Available data:
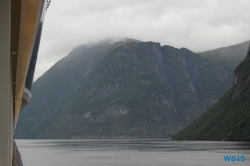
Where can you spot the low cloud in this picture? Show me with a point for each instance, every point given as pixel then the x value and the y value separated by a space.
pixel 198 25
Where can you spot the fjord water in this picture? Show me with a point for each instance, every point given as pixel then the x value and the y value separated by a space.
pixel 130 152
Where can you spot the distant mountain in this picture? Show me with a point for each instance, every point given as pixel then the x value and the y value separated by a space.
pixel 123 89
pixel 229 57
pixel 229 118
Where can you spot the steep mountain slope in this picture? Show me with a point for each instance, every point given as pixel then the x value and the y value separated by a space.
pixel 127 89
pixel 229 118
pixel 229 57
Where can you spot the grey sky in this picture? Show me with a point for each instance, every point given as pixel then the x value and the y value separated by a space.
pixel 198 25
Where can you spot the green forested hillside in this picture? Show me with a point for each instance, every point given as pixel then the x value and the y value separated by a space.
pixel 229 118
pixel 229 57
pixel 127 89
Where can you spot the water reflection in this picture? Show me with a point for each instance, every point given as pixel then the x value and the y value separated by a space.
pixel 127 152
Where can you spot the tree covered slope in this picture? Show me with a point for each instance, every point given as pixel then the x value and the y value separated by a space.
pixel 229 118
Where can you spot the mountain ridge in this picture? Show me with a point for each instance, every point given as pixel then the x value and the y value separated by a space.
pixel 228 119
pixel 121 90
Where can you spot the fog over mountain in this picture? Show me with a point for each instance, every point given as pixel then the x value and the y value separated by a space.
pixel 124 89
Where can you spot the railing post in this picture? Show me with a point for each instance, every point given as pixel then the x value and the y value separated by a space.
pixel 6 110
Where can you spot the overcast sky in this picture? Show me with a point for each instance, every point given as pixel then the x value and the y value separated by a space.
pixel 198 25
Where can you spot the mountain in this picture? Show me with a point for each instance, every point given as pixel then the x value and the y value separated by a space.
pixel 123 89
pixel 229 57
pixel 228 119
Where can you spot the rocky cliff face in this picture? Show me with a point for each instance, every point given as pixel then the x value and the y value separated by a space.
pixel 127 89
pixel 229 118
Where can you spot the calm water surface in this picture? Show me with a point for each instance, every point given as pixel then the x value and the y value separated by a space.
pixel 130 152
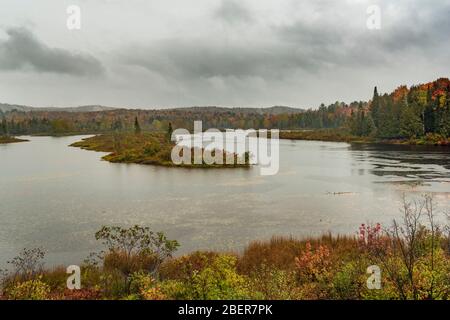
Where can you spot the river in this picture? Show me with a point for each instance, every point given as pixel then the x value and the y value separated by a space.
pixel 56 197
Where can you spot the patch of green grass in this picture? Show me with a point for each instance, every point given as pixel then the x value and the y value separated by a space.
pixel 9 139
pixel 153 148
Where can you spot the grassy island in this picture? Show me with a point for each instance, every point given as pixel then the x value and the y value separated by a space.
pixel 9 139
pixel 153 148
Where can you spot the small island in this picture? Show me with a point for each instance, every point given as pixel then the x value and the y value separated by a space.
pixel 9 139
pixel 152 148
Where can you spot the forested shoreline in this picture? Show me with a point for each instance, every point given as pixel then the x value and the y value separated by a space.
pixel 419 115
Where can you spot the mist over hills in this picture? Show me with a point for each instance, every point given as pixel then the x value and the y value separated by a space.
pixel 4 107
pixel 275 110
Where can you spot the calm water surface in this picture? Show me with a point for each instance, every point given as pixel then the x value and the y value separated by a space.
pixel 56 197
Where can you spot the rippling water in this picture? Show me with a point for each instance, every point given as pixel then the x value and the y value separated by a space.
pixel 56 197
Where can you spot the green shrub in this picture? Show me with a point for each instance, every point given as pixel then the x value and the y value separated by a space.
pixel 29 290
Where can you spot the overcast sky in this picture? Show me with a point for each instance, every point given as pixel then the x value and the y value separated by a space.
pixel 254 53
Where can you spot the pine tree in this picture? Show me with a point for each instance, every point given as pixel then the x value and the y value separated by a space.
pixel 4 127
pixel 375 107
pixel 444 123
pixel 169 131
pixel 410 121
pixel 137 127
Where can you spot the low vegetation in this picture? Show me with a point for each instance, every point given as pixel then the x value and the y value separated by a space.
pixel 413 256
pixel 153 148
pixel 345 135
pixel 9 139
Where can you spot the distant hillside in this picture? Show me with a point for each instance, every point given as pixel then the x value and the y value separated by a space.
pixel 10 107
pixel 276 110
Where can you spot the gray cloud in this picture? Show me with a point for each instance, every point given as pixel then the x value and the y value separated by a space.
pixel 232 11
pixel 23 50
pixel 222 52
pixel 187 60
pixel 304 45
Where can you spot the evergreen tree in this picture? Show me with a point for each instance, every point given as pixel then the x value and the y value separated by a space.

Goal:
Write out the full listing verbatim, excluding its pictures.

Written reply:
Where can you spot the low cloud in this picture? Show me with a point for each instance, every point given as pixel then the x value and the y value separated by a space.
pixel 198 25
Where can you spot the fjord water in this picture? Show me with a point for each instance, every point given as pixel then the x value and the y value separated by a space.
pixel 130 152
Where can you spot the distant mountain in this picture? Show me with a point for each instance, every point given as pixel then the x value and the y value separated by a space.
pixel 123 89
pixel 229 57
pixel 229 118
Where can you spot the steep mountain slope in this picture? Show me with a point for each instance, every point given as pixel then the x value and the y value separated by a space.
pixel 127 89
pixel 229 118
pixel 229 57
Where can you spot the grey sky in this picture? Show me with a point for each instance, every point given as pixel then the x value and the y value separated by a space.
pixel 198 25
Where can you spot the green forested hillside in this picture? Show me with a point for each instance, every point given as pixel then the x value and the y value separated by a space.
pixel 229 118
pixel 229 57
pixel 127 89
Where can you spot the water reflection in this picture? Show me with a point for each instance, every point given as pixel then the x value and the y value separated by a space.
pixel 127 152
Where can you spot the tree covered slope in this picture? Show me with a point for each instance, every point given as pixel then the x value and the y value separated by a space.
pixel 229 118
Where can you spot the mountain ridge in this picture? Show me with a point for each instance, every point given as pixel then the x value and the y value separated by a space.
pixel 228 119
pixel 121 90
Where can you spot the fog over mountain in this picture? Show me with a point for each instance, every point given as pixel then the x value and the y value separated by a space.
pixel 124 89
Where can you spot the railing post in this picture? Show me with a point for each instance, every point given as pixel then the x value and the y value separated by a space.
pixel 6 110
Where can you spot the overcast sky in this picture? Show me with a point for each instance, every point given as pixel then the x value and the y value separated by a space.
pixel 198 25
Where can you spot the mountain in this picture? Show me with a point for each instance, every point given as pixel then the x value and the y value separated by a space.
pixel 123 89
pixel 229 57
pixel 228 119
Where can you spot the rocky cliff face in this picture? Show me with a point for each instance, every point given as pixel then the x value and the y value separated by a space.
pixel 127 89
pixel 229 118
Where can you spot the calm water surface in this picture? Show me with a point for each instance, every point given as pixel then the x value and the y value separated by a space.
pixel 130 152
Where can you spot the river in this picture? Show me with a point for each instance, every point given as pixel then the x value and the y value separated by a space.
pixel 56 197
Where can you spot the patch of green grass in this picture? Show me with a point for each instance, every point given as pixel then the x value and the y value separated by a space.
pixel 9 139
pixel 153 148
Where can you spot the grassy island in this picture? Show me with a point for each instance, every point given as pixel then the x value and the y value separated by a space.
pixel 9 139
pixel 153 148
Where can you spot the small island in this picture? Show me with a point for each instance, every point given as pixel then the x value and the y value separated by a space.
pixel 9 139
pixel 152 148
Where can you spot the forested shoreline in this picture? Show me with a point for each instance, every point given as pixel then the x value and the y value separated by a space.
pixel 419 115
Where can you spot the mist over hills in this picture? Show me with a point for each instance, every point given as pixel then the x value and the y value separated by a space.
pixel 4 107
pixel 275 110
Where can you spot the calm water surface in this picture? Show me with a point for each instance, every point given as pixel then the x value and the y value separated by a space.
pixel 56 197
Where can you spot the rippling water in this picture? Show me with a point for each instance, every point given as pixel then the x value and the y value separated by a space.
pixel 56 197
Where can you spot the green shrub in this picture? Show me with a point for each instance, every point given as pixel then the x value and the y value separated by a space.
pixel 29 290
Where can you spot the overcast sky in this picture? Show me with a point for each instance, every point given as pixel then the x value and the y value separated by a space.
pixel 254 53
Where can you spot the pine tree in this picture? Show me with a point for each instance, every point given as pixel then the x value and the y value separated by a space.
pixel 4 127
pixel 375 107
pixel 444 123
pixel 169 131
pixel 410 121
pixel 137 127
Where can you spot the low vegetation in this picture? Show me with a point for each instance, every point given as pixel then the x value and the y value separated by a space.
pixel 413 256
pixel 153 148
pixel 345 135
pixel 9 139
Where can you spot the distant hillside in this picture? Show me with a point for each instance, every point given as pixel then the x value and the y value separated by a space.
pixel 10 107
pixel 276 110
Where can you spot the gray cloud in this picture? Show me with a point for each instance, every point given as pixel then the x value and the y value separated by a space.
pixel 232 11
pixel 23 50
pixel 222 52
pixel 187 60
pixel 304 45
Where can you spot the evergreen tree in this picture? Show me with a point for each instance, every point given as pixel then the x value and the y value separated by a space.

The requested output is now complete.